Sunday, July 29, 2012

Edublogger Reflection


In the past two weeks I have perused the posts of several edubloggers, and have found the task thoroughly engaging and enlightening.  The education community is teeming with creative, insightful, and motivating teachers and administrators!  I realize this last statement seems a bit obvious…we have spent the last 6 weeks surrounded by countless teachers/educators who exemplify the very definition of high leverage practice.  But to see the ubiquity of genuine teacher professionalism as evidence by the posts I have read from educators positioned all over the country has been truly encouraging and inspiring.  One author I have particularly enjoyed following is Chris Lehmann, Principal of the Science Leadership Academy in Philadelphia, PA. His blog is visually simple and contextually profound, interesting and thought provoking.  I have found many parallels between my own teaching philosophy and the content he proposes in his entries.  I also very much appreciate his well-composed, direct yet eloquent “tell it like it is” nature, which resonates through statements such as:

“To me, when you ensure your own child has an arts-enriched, small-class size, deeply humanistic education and you advocate that those families who have fewer economic resources than you have should sit straight in their chairs and do what they are told while doubling and tripling up on rote memorization and test prep, you are guilty of educational colonialism.”

In the above passage, Lehmann is referencing the disparity among what some “powerful folks” desire for their own children versus that which they advocate for others based on the political and policy decisions they make.

- SOURCE EXCERPT:

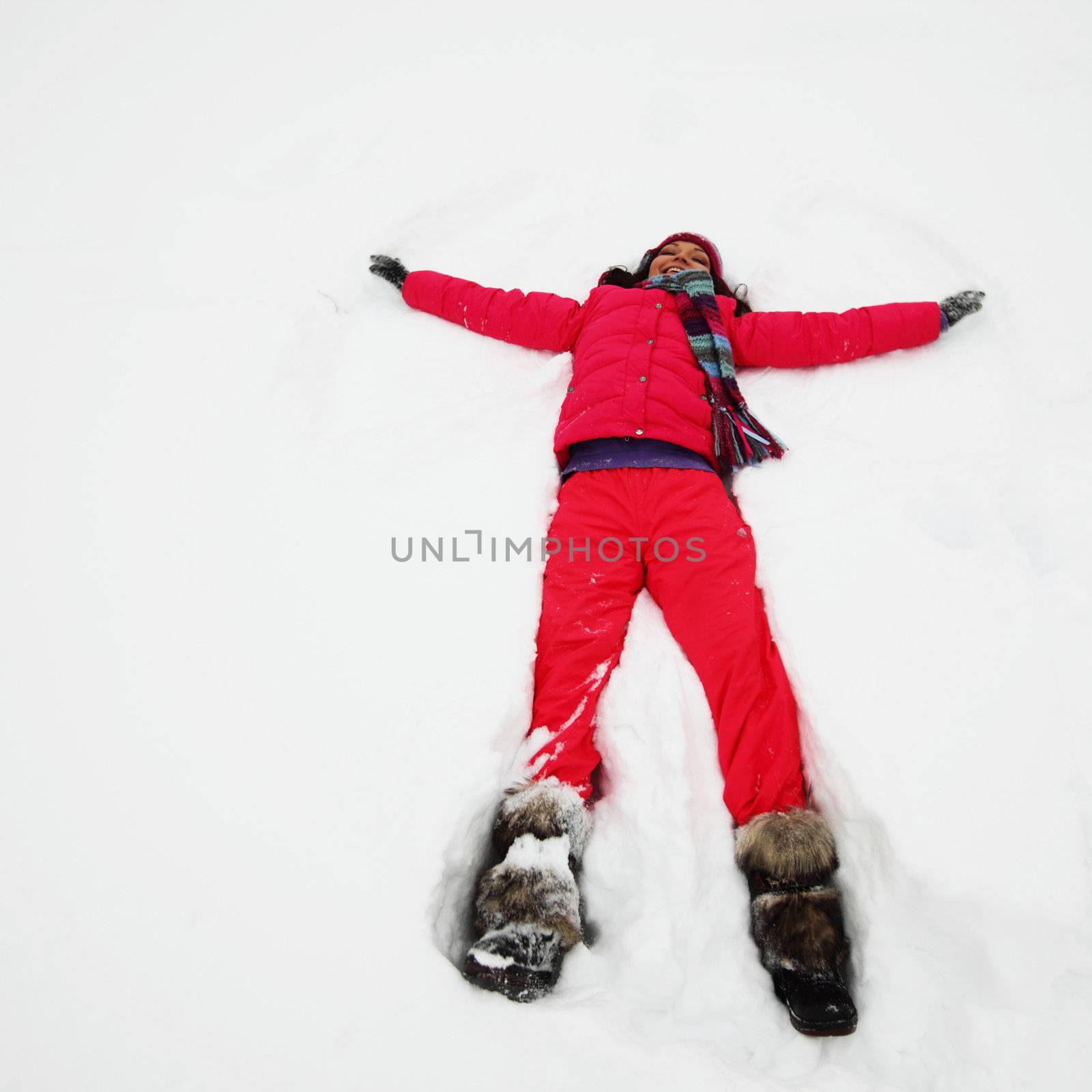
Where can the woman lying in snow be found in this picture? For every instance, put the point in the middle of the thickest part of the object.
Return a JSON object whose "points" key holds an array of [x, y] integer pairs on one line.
{"points": [[651, 429]]}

- WHAT THIS EXERCISE ASKS:
[a] Decide whether each statement agrees with the edublogger reflection. For each, answer yes or no and quote the deciding words.
(i) The author spent the past two weeks reading posts by several edubloggers.
(ii) Chris Lehmann is principal of a school in Boston.
(iii) The author calls Lehmann's blog visually complex.
[b] From the edublogger reflection, copy out the passage between "In the above" and "decisions they make.", inclusive.
Rely only on the edublogger reflection.

- RESPONSES TO THE TASKS:
[a]
(i) Yes: "In the past two weeks I have perused the posts of several edubloggers"
(ii) No: "Principal of the Science Leadership Academy in Philadelphia, PA."
(iii) No: "His blog is visually simple and contextually profound"

[b]
In the above passage, Lehmann is referencing the disparity among what some “powerful folks” desire for their own children versus that which they advocate for others based on the political and policy decisions they make.